**Seitenauszug**
☆ ☆ ☆ ☆
Innensenatorin Spranger hält Geschichten wie diese für Einzelfälle. »In Berlin wird eine humanitäre, aber sehr klare konsequente Abschiebepraxis verfolgt«, sagt sie. Spranger möchte bei Abschiebungen die Weisungen ihrer Verwaltung an die Behörden überdenken, die Familientrennungen bislang bei Abschiebungen untersagen. Ihrer Wahrnehmung nach nutzten geflüchtete Familien diese Weisung aus, um sich vor einer anstehenden Abschiebung in getrennten Räumen aufzuhalten und so ihrem Schicksal zu entgehen.

Sollte die Weisung wie geplant geändert werden, werde dennoch auch zukünftig sichergestellt, dass Kinder in Obhut eines Elternteils blieben, sagt Spranger. Der Flüchtlingsrat berichtete bereits regelmäßig über stattfindende Familientrennungen bei Abschiebungen, auch Emily Barnickel berichtet in der Ausschusssitzung von einem solchen Fall.
☆ ☆ ☆ ☆
**Aufgabe**
Schreib aus dem Seitenauszug zur Berliner Abschiebepraxis die Stelle von „Sollte die Weisung“ bis einschließlich „einem solchen Fall.“ wortgetreu ab. Stütz dich dabei nur auf den Seitenauszug.

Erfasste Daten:
☆ ☆ ☆ ☆
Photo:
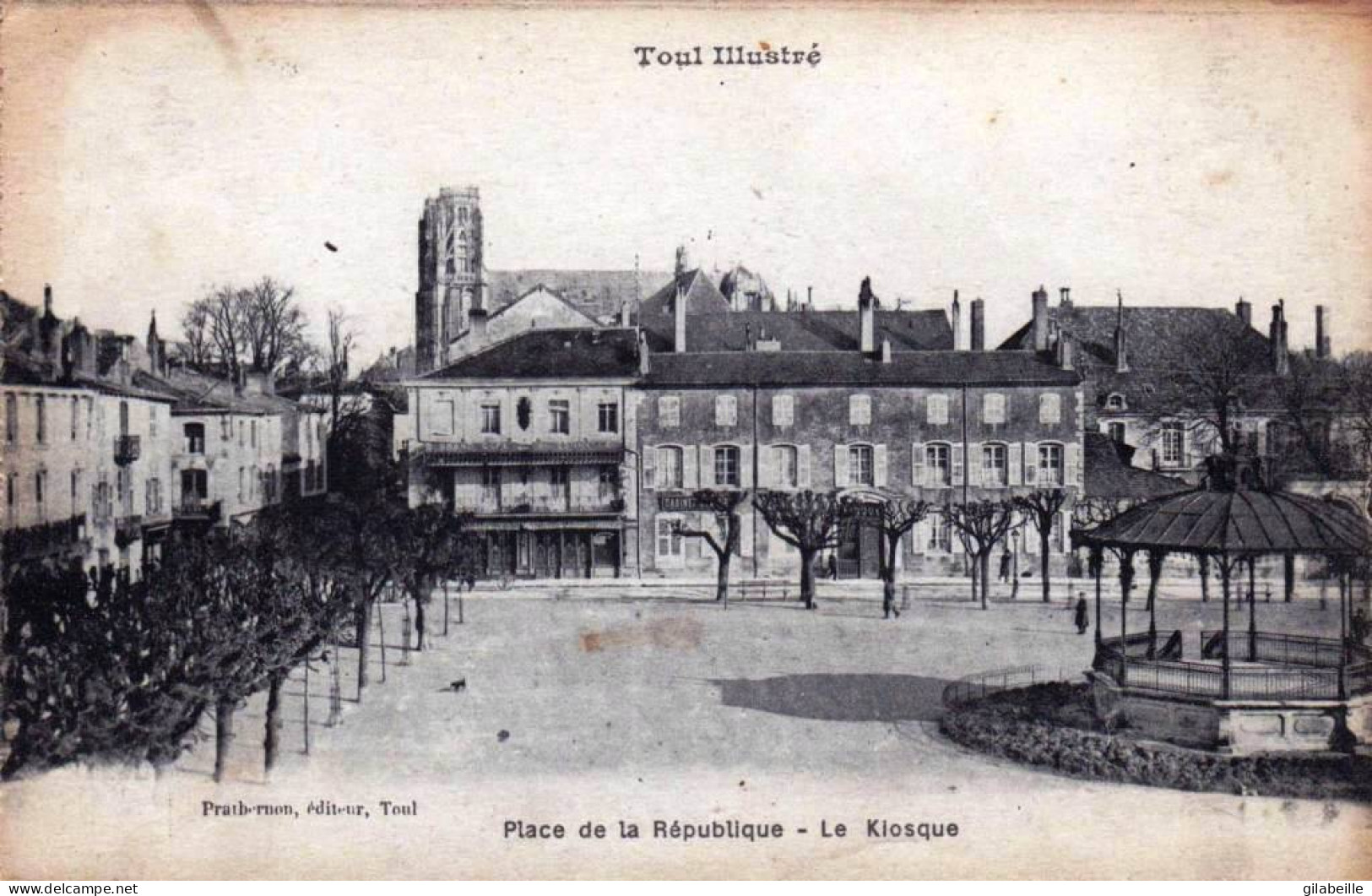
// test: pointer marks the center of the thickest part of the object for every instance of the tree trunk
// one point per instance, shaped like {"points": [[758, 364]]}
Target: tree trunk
{"points": [[272, 740], [807, 578], [364, 634], [223, 736], [722, 577], [1043, 562]]}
☆ ☆ ☆ ☆
**Lösung**
Sollte die Weisung wie geplant geändert werden, werde dennoch auch zukünftig sichergestellt, dass Kinder in Obhut eines Elternteils blieben, sagt Spranger. Der Flüchtlingsrat berichtete bereits regelmäßig über stattfindende Familientrennungen bei Abschiebungen, auch Emily Barnickel berichtet in der Ausschusssitzung von einem solchen Fall.